** Opening Extract provided block **
It was a Thursday night when my husband and I went to talk to the pastor at our church. I needed some extra advice on a really hard decision that we were trying to make. I have been on a path to speak about my story and advocate for survivor’s in any way that I could. Going to school and working at nonprofits really showed me the kind of work I wanted to be dedicated to. I was working at the state Attorneys Office and really loved my job only I always felt that something was missing. I really felt like I wasn’t advocating as much as I had hoped that I would be able to in the position.
When I was going through my trial my advocate was what kept me going and I wanted to be that strength for others. Working at the SAO was what I thought my dream job was. It did not turn out that way even though I am so grateful for the experience. While working from home during the pandemic it gave me a chance to reflect on what I wanted. I started looking for positions online and one called me back that was an amazing opportunity. Only issue was it was 7 hours away from where I lived. It was in Key West.
This position is a position that will give me a chance to help others and create services for the county by being the SART Coordinator. After the first interview my husband and I talked and it became a real possibility. Only him being active duty he wouldn’t be able to move with me for a few months after. Now, I was faced with the questions could this even be possible? Was it something I wanted that bad that I would be willing to move alone something I have never done? I don’t even like being alone in the house during the day and I am going to move 7 hours from my best friend and my babies?
Only God had a plan and he was putting into place and we didn’t even see it at first. It was like my whole life lead me up to this point and my husband who is amazing and so supportive said this was something we needed to do. Today, I am here alone and learning that I would have never grown as much as I am in comfort. Without taking the risk and believing in God that it would be worth it. My family will be joining me in a few weeks but I want to continue to write and reflect on the amazing things that are happening today because of a leap of faith and so much support.
** Closing Extract provided block **
> _What to do_
(a) In the post about relocating to Key West, copy the passage from "Only God had" up to and including "so much support.".
(b) Answer these questions from the post about relocating to Key West:
(i) Where was the writer working before applying for the new position?
(ii) How far from where the writer lived was the new position?
(iii) What is the title of the new position?
** Opening Dataset content block **
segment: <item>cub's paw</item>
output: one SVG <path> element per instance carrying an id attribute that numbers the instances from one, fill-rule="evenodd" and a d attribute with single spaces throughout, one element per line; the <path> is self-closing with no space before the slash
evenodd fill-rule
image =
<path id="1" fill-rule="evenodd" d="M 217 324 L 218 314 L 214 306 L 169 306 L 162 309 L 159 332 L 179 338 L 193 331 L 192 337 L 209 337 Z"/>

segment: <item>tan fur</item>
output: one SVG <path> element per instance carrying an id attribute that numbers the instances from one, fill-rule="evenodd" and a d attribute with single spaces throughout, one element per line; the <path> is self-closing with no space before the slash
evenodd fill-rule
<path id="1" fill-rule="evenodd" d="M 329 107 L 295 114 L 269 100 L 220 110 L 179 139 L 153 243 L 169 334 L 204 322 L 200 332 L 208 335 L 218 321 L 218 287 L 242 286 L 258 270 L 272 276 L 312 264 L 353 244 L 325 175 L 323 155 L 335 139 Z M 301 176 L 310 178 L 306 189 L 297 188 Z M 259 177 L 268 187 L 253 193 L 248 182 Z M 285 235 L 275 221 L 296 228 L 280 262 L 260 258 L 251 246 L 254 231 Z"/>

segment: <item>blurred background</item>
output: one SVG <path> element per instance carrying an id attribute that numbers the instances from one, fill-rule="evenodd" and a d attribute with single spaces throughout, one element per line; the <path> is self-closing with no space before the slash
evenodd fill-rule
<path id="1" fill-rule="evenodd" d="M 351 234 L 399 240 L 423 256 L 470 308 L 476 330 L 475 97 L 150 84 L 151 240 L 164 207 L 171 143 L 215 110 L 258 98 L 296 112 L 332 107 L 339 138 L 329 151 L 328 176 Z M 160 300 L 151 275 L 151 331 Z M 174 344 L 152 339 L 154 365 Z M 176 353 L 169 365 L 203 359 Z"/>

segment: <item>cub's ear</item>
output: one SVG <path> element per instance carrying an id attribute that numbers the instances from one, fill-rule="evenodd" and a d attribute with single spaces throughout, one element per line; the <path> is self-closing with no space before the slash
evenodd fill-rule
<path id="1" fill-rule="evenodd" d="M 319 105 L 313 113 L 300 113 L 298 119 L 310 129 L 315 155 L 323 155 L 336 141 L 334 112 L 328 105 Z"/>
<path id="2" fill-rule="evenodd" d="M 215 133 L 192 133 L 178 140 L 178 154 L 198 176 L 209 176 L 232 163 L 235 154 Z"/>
** Closing Dataset content block **
> _Exercise answers_
(a)
Only God had a plan and he was putting into place and we didn’t even see it at first. It was like my whole life lead me up to this point and my husband who is amazing and so supportive said this was something we needed to do. Today, I am here alone and learning that I would have never grown as much as I am in comfort. Without taking the risk and believing in God that it would be worth it. My family will be joining me in a few weeks but I want to continue to write and reflect on the amazing things that are happening today because of a leap of faith and so much support.

(b)
(i) The state Attorneys Office
(ii) 7 hours away
(iii) SART Coordinator